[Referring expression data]
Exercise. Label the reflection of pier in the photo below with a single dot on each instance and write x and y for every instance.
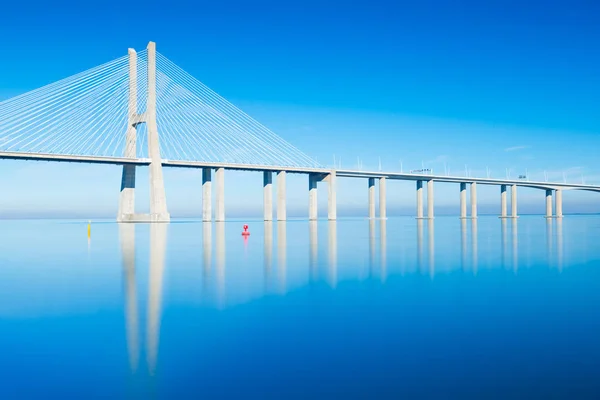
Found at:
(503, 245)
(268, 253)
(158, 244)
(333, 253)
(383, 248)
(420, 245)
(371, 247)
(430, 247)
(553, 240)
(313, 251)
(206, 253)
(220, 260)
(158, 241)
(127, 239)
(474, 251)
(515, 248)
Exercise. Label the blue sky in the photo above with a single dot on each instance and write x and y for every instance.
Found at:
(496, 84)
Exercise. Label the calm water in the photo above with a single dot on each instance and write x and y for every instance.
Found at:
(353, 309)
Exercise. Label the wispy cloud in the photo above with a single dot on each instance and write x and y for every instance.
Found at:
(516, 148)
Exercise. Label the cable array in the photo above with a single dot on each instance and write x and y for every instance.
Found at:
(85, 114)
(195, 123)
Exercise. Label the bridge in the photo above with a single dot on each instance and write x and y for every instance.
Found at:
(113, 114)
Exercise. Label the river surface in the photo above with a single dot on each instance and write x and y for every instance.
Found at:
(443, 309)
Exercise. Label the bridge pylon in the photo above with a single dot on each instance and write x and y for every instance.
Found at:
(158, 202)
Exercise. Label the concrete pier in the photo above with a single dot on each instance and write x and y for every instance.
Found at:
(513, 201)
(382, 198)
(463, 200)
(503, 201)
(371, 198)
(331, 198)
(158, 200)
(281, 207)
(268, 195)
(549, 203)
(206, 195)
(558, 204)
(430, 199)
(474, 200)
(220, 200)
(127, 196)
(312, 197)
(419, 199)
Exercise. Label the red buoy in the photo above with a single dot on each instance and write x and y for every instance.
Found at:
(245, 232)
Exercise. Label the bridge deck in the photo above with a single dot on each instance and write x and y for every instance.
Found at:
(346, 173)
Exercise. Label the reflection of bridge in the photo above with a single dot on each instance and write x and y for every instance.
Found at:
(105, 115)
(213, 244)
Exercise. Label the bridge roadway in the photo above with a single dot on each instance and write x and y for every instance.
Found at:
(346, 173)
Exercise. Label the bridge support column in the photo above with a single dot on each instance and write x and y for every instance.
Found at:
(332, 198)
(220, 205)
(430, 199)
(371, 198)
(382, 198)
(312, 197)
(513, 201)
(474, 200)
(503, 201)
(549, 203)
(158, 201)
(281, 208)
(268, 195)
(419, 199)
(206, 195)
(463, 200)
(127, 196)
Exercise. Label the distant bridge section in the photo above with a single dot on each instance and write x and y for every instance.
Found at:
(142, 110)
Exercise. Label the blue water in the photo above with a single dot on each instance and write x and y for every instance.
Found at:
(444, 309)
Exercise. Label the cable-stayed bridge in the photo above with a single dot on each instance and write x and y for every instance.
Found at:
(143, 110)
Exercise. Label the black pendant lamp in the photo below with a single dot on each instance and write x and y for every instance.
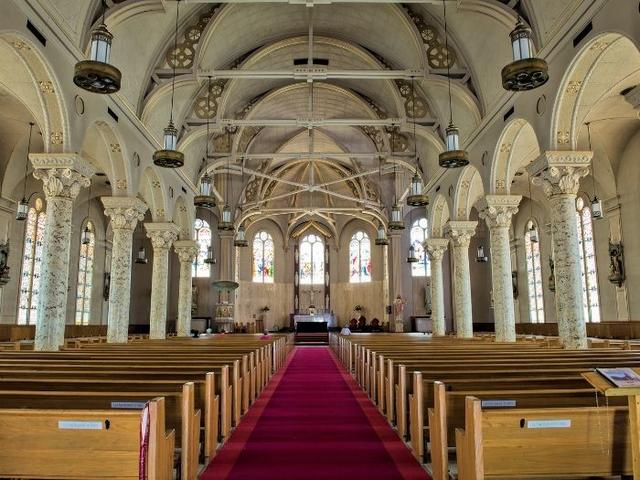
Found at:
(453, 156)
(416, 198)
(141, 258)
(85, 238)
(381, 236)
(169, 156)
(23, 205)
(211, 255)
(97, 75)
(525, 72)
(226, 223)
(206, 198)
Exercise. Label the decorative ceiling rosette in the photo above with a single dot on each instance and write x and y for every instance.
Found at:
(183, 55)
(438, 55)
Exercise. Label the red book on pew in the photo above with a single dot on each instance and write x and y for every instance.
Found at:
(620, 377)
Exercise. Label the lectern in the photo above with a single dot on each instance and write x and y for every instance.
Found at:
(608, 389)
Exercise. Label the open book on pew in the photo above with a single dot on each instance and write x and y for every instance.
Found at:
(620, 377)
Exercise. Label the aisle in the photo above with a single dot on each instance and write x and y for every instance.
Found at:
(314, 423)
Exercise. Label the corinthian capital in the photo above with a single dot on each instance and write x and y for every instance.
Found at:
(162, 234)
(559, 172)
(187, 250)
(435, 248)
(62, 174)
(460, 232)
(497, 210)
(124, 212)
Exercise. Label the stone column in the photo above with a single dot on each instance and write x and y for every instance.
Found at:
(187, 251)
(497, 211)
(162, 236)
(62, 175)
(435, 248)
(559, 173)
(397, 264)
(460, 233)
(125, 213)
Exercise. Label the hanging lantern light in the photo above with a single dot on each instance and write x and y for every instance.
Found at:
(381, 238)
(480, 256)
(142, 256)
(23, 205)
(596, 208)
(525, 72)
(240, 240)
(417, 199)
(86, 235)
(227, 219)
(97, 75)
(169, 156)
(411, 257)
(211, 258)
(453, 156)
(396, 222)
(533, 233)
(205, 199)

> Required work:
Transcribe every record above in full. Pictures stay out of the copy.

> Problem solution:
Exercise. Label the reflection of pier in the photo below with a single dot on each instance and write x and y for every instance.
Found at:
(503, 245)
(268, 253)
(158, 244)
(333, 253)
(383, 248)
(420, 245)
(371, 247)
(430, 247)
(553, 240)
(313, 251)
(206, 253)
(220, 260)
(158, 241)
(127, 239)
(474, 251)
(515, 248)
Exercise. Label the blue sky in the photo above with a single dot on each instance and write x and y for every instance.
Found at:
(496, 84)
Exercise. Label the calm water in the photo above with a single dot on each instance and write x and y for every instance.
Found at:
(353, 309)
Exercise. Label the wispy cloud in the photo above with a single dot on each instance and write x and y for every instance.
Found at:
(516, 148)
Exercise. Label the cable array in the photo above with a single dot on each instance and write x and y for every instance.
Found at:
(85, 114)
(195, 123)
Exercise. Label the bridge in the photo above with a single dot on each instance and write x and y for every instance.
Found at:
(113, 114)
Exercise. Label the river surface in the photo above with a single dot on each instance and write x and y for every instance.
Found at:
(443, 309)
Exercise. Label the bridge pylon in the photo above with a single dot on each instance and write x and y for every instance.
Found at:
(158, 202)
Exercise. Label the concrete pier in the photo above with a single dot on each instance and write x and y for every instance.
Found at:
(513, 201)
(382, 198)
(463, 200)
(503, 201)
(371, 198)
(331, 198)
(158, 200)
(281, 207)
(268, 195)
(549, 203)
(206, 195)
(558, 204)
(430, 199)
(474, 200)
(220, 200)
(127, 196)
(312, 197)
(419, 199)
Exercise. Label the red buoy in the photo above with a single dot on each instance and write x and y for every instance.
Found at:
(245, 232)
Exercise. Label the bridge deck in the photo above with a single dot on each instance and write x and y for every instance.
Found at:
(346, 173)
Exercise. Label the reflection of bridge in the photo above with a single dot on each instance and write x and y for every instance.
Found at:
(105, 115)
(213, 244)
Exercise. Label the bridge roadway in the photo above with a single dot on each instance and write x and y for every instance.
Found at:
(346, 173)
Exercise. Label the bridge support column in the photo above with a single dot on each instance and write x and y for every instance.
Found at:
(332, 198)
(220, 205)
(430, 199)
(371, 198)
(382, 198)
(312, 197)
(513, 201)
(474, 200)
(503, 201)
(549, 203)
(158, 201)
(281, 208)
(268, 195)
(419, 199)
(206, 195)
(463, 200)
(127, 196)
Exercise. Label the distant bridge section in the photo above with a single dot on each instance and write x and y for every instance.
Found at:
(142, 110)
Exercise. Label the blue water in the photo above with a single dot on each instance and write x and y for every instance.
Found at:
(444, 309)
Exercise. Label the cable-stayed bridge in the photo above with a single dot on each instance and write x and y for every instance.
Found at:
(143, 110)
Exercise. Label the black pendant lamp in the photo below with a single dot on each instance and write x and y for every instance.
Found at:
(453, 156)
(416, 198)
(141, 258)
(85, 238)
(381, 236)
(169, 156)
(23, 205)
(211, 255)
(97, 75)
(525, 72)
(226, 223)
(206, 198)
Exercise. Label the decorative ceiling rosette in the photo above with a single dot on each instance and write x and y for every instance.
Found at:
(183, 55)
(438, 55)
Exercise. Label the red book on pew in the photo above with a single dot on each instance and write x and y for every instance.
Found at:
(620, 377)
Exercise. Label the lectern in the photo above with a single dot on each instance and write x and y for every instance.
Found at:
(608, 389)
Exercise. Label the open book on pew in the photo above with a single dot on each instance and write x and y for every instance.
Found at:
(620, 377)
Exercise. Label the aisle in the photo above with a single dot on each instance and write x and y for every instance.
Found at:
(314, 423)
Exercise. Label the corinthian capital in the photo above with a single dot on each instance and write x and y for every instance.
Found at:
(162, 234)
(559, 172)
(187, 250)
(435, 248)
(62, 174)
(460, 232)
(497, 210)
(124, 212)
Exercise. Label the stone column in the photo above with a single dot on each instance and write x and y for every instance.
Found at:
(187, 251)
(497, 211)
(162, 236)
(62, 175)
(435, 248)
(559, 173)
(397, 264)
(460, 233)
(125, 213)
Exercise. Label the hanging lantern light in the photo above with a single dot on each instance and write x and y for every instance.
Found at:
(381, 238)
(480, 256)
(142, 256)
(23, 205)
(596, 208)
(525, 72)
(240, 240)
(417, 199)
(86, 235)
(227, 219)
(97, 75)
(169, 156)
(411, 257)
(211, 258)
(453, 156)
(396, 222)
(533, 233)
(205, 199)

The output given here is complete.